==== The input
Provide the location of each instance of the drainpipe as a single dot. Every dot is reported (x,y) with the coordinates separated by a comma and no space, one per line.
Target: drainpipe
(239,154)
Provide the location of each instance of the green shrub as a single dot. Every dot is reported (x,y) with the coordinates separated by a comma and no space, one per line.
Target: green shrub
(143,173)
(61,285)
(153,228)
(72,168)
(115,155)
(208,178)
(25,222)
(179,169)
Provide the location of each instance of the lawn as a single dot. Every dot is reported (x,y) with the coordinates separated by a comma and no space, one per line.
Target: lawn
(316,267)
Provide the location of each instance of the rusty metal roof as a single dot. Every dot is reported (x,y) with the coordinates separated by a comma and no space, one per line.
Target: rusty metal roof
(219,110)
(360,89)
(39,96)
========
__Work request__. Could you produce an exact copy of the whole listing?

__Result of this task__.
Provide the location of each instance of the drainpipe as a single dot. Every dot is reported (x,y) with the coordinates separated by a comma and no space, one per line.
Target: drainpipe
(239,154)
Provide the location of each instance of the green shrub as a single dot. Every dot is reported (x,y) with the coordinates separated by a comma and no space, one per line.
Target: green shrub
(143,173)
(61,285)
(153,228)
(72,168)
(115,155)
(208,178)
(25,222)
(179,169)
Provide the location of each instance of the lawn as a single dot. Every dot is reported (x,y) with the coordinates separated by a comma and no space, one per line.
Target: lawn
(316,267)
Provide the location of each instance of the rusty metal roof as a single dot. Every dot is reported (x,y) with the coordinates separated by a comma and no space, one per line.
Target: rusty metal roof
(219,110)
(360,89)
(39,96)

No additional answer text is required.